■ Work to be completed ■
Pick out every line in the records below that contains the string "sneaker", and copy each one.

■ Information given ■
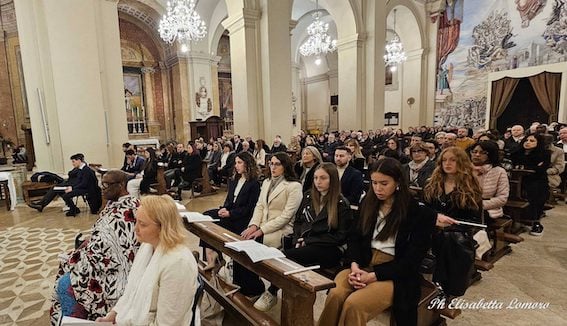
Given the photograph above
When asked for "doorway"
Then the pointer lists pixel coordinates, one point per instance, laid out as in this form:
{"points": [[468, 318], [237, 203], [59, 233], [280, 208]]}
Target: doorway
{"points": [[523, 109]]}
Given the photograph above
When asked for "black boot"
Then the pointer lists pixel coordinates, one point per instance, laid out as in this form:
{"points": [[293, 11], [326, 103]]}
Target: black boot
{"points": [[38, 206], [73, 212]]}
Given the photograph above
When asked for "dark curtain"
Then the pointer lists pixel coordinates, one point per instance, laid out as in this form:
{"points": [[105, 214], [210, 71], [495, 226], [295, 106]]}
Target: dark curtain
{"points": [[547, 87], [502, 91]]}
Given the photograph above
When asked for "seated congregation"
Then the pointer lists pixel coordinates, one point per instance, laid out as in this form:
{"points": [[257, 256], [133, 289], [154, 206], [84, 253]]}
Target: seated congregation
{"points": [[372, 209]]}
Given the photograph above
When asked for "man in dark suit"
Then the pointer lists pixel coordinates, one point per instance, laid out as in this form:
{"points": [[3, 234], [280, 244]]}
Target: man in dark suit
{"points": [[352, 183], [82, 181]]}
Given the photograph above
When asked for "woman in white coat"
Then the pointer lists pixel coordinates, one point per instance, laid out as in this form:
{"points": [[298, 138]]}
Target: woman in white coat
{"points": [[280, 197], [163, 279]]}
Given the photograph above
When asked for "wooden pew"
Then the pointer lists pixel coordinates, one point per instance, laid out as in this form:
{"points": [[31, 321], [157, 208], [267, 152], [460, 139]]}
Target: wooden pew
{"points": [[517, 206], [298, 290]]}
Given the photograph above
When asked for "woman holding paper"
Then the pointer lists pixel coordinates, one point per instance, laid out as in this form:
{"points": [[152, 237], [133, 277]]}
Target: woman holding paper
{"points": [[280, 197], [453, 191], [321, 223], [163, 279], [242, 195], [384, 250]]}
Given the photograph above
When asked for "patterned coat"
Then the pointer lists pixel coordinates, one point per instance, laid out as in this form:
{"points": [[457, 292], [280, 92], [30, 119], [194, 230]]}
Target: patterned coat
{"points": [[99, 267]]}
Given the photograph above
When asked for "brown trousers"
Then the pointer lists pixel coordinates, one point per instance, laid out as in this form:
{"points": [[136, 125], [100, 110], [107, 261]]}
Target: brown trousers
{"points": [[348, 306]]}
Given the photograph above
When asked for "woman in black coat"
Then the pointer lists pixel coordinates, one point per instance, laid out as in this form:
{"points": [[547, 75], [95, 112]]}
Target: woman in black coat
{"points": [[321, 222], [304, 169], [235, 214], [533, 155], [150, 171], [321, 225], [385, 249]]}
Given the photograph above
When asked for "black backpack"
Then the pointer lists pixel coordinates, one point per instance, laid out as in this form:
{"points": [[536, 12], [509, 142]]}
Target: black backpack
{"points": [[46, 177]]}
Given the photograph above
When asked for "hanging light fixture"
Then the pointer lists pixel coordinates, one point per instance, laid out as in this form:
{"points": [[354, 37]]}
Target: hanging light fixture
{"points": [[182, 23], [394, 50], [319, 42]]}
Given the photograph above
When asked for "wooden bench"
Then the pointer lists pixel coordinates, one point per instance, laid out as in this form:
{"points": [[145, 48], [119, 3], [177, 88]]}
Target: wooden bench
{"points": [[298, 290], [240, 308], [34, 190], [5, 193]]}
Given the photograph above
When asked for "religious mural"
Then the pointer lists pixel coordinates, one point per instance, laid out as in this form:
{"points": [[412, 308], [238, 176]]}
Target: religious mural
{"points": [[477, 37]]}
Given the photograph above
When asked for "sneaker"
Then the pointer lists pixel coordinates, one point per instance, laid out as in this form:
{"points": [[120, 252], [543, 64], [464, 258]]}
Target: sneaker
{"points": [[266, 302], [537, 229]]}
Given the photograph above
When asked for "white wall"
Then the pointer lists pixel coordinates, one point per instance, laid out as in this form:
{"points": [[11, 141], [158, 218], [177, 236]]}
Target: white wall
{"points": [[71, 53]]}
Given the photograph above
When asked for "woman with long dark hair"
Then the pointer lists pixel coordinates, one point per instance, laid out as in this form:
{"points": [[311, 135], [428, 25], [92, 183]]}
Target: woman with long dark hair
{"points": [[453, 191], [242, 195], [321, 223], [533, 155], [304, 168], [280, 197], [191, 169], [385, 250], [455, 194], [492, 178]]}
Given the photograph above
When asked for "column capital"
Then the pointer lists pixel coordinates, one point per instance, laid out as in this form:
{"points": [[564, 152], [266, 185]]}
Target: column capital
{"points": [[247, 18], [355, 40], [414, 54], [148, 70], [292, 24]]}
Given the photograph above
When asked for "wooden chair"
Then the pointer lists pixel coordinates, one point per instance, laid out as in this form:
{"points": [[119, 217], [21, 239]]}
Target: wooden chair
{"points": [[204, 181], [5, 193]]}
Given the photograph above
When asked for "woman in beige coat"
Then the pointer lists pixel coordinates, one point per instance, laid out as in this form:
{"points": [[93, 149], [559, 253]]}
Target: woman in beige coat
{"points": [[279, 199], [273, 216]]}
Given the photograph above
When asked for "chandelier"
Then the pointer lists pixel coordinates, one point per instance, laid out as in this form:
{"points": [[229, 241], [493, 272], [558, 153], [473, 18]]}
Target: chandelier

■ Solved exercise ■
When asked for "sneaker"
Target: sneaker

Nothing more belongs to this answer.